Required action:
Each line below is to be set down again exactly.

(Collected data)

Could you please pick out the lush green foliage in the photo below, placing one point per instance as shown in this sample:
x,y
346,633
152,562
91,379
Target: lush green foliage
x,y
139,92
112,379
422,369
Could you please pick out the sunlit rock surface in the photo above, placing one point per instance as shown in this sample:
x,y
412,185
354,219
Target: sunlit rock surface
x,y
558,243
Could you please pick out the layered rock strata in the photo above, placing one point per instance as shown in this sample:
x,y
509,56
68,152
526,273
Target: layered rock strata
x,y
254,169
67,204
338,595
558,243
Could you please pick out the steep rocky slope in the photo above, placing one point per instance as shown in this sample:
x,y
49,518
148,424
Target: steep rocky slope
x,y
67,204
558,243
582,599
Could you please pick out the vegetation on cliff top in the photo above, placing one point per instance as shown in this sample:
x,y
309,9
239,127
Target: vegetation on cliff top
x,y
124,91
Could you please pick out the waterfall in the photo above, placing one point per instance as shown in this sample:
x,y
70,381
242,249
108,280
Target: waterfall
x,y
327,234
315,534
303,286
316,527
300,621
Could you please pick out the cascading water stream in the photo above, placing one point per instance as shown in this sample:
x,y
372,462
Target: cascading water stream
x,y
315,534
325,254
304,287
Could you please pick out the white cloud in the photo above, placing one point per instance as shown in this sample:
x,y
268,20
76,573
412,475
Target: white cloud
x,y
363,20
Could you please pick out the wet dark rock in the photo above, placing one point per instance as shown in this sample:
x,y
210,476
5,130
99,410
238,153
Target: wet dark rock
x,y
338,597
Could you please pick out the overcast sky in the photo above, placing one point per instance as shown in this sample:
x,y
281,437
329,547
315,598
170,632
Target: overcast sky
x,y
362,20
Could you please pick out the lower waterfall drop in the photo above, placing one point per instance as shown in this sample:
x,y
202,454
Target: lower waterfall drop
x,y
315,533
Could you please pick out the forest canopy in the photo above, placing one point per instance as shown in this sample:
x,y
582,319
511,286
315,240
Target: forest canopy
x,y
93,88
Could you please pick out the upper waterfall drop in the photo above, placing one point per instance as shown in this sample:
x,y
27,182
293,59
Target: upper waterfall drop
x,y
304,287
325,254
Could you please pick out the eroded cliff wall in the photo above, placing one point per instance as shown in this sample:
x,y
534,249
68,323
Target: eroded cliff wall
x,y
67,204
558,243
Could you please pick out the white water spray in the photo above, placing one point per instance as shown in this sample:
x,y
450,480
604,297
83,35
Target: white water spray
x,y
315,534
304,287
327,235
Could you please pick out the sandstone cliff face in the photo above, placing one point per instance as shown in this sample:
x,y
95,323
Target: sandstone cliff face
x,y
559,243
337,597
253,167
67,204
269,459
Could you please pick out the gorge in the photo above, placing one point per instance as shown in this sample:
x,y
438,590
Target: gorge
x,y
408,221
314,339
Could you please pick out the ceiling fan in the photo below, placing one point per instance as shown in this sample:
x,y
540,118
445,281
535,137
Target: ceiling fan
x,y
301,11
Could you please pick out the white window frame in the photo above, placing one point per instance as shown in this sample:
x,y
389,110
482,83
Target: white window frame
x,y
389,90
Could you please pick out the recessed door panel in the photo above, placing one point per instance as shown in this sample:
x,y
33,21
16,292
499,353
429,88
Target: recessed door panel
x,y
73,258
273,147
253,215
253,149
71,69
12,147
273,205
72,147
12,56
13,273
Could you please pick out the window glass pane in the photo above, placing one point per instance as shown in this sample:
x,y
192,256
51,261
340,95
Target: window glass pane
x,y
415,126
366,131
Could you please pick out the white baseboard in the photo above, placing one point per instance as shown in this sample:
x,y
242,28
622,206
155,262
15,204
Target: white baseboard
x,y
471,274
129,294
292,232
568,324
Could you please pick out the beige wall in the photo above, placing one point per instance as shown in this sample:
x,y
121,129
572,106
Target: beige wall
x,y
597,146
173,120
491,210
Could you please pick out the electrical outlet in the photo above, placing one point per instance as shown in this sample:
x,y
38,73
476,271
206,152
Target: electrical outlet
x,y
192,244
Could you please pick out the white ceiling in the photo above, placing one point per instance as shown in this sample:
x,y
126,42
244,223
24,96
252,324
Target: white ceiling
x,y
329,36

Task solution:
Could you please pick out the lush green foliage in the photo below, placing one point per instance as shown in this sample:
x,y
346,633
152,562
91,379
Target: lush green foliage
x,y
139,92
112,379
422,369
Could you please pick out the sunlit rock surface in the photo above, placing one point per instance as shown in this sample:
x,y
412,185
354,219
Target: sunlit rock surface
x,y
558,243
Could you please pick out the layered rock strata in the photo above, placing one point per instance as shown in this sample:
x,y
509,56
68,152
526,273
Target: layered rock strata
x,y
254,169
67,204
338,595
558,243
Could you please pick out the steep rocky slope in the photo above, placing one point per instance as shown in this sample:
x,y
49,518
148,424
Target: steep rocky slope
x,y
67,204
558,243
582,599
Could you please pick out the vegetation on cliff top in the photo above, placing one point per instance as shown in this sample:
x,y
309,9
239,127
Target: vegetation on cliff top
x,y
124,91
Could you please pick out the waterfall in the photo above, placing one point per instance as shown in this sample:
x,y
70,381
242,249
108,280
Target: waterfall
x,y
327,234
315,534
303,286
316,527
300,621
Could you please pick out the cascading water stream in the photo above, placing one point per instance as shown in this sample:
x,y
372,462
Target: cascading water stream
x,y
315,534
325,254
304,287
Could you please pick out the white cloud in the photo above, placing one point per instance as shown in this sample:
x,y
268,20
76,573
412,475
Target: white cloud
x,y
363,20
Could you please pick out the wet dark rock in the photo above, placing one point per instance as shown in this sample:
x,y
210,476
5,130
99,410
238,153
Target: wet dark rock
x,y
338,597
Could you please pick out the overcast sky in the photo above, placing one point per instance as shown in this sample:
x,y
281,437
329,547
315,598
170,632
Target: overcast sky
x,y
362,20
Could you please pick out the lower waterfall drop in the photo above, placing one point per instance as shown in this sample:
x,y
202,454
Target: lower waterfall drop
x,y
315,533
Could you please pick out the forest canopy in the photo above, placing one point per instance as shown in this sample:
x,y
582,319
511,286
315,240
Target: forest canopy
x,y
93,88
Could you please pick out the upper waterfall drop in the photo above, placing one point per instance as shown in this sample:
x,y
27,182
293,59
Target: upper waterfall drop
x,y
304,287
325,254
Could you please pick out the eroded cliff wall in the photo above, placing one point per instance as shown in this sample:
x,y
534,249
68,323
Target: eroded cliff wall
x,y
67,204
558,243
Could you please pick out the white water spray in the photo above, placing one point per instance as shown in this sample:
x,y
450,480
604,297
83,35
Target: white water spray
x,y
315,534
304,287
327,235
Could you please pick out the sandstone cliff face in the photo above, placing one point per instance as shown in this sample:
x,y
95,323
Target: sandstone cliff face
x,y
559,243
337,597
253,167
67,204
269,459
Could you please pick out the gorge in the photo above, placing one point per instance as shown in this sample:
x,y
438,590
Target: gorge
x,y
408,221
314,339
Could you please pick out the ceiling fan in the photo below, placing one point per instance as shown in this sample:
x,y
540,118
445,281
535,137
Target: ceiling fan
x,y
301,11
Could you please pick out the white window frame in the photo above, placing one point per instance as shown in this sample:
x,y
389,110
482,83
Target: white window frame
x,y
389,90
Could you please pick out the recessed door panel in the photo above, placing one point per instance as shown in this sample:
x,y
33,21
16,292
499,353
429,88
Target: recessed door panel
x,y
73,258
273,147
253,215
253,149
71,69
12,147
273,205
72,147
12,56
13,273
Could you please pick out the window glass pane in the photo above, placing one point per instance as shown in this sample:
x,y
192,256
51,261
340,95
Target: window glass pane
x,y
415,126
366,131
Could you please pick out the white baseboard in the photo above, placing one point per instance as shown in this sample:
x,y
242,28
622,206
155,262
15,204
Target: white baseboard
x,y
471,274
129,294
292,232
568,324
Could you please pick out the beige wall in the photo above, placing one point per instance as shown in this sample:
x,y
121,129
572,106
Target: beige wall
x,y
597,146
173,120
491,210
Could you please pick out the electrical outlet in the photo above, placing one point per instance as shown in this sample:
x,y
38,73
476,271
206,152
Target: electrical outlet
x,y
192,244
Could you please pick out the white ceiling in the photo above, placing one point per instance as shown in this sample:
x,y
126,42
244,223
24,96
252,324
Target: white ceiling
x,y
329,36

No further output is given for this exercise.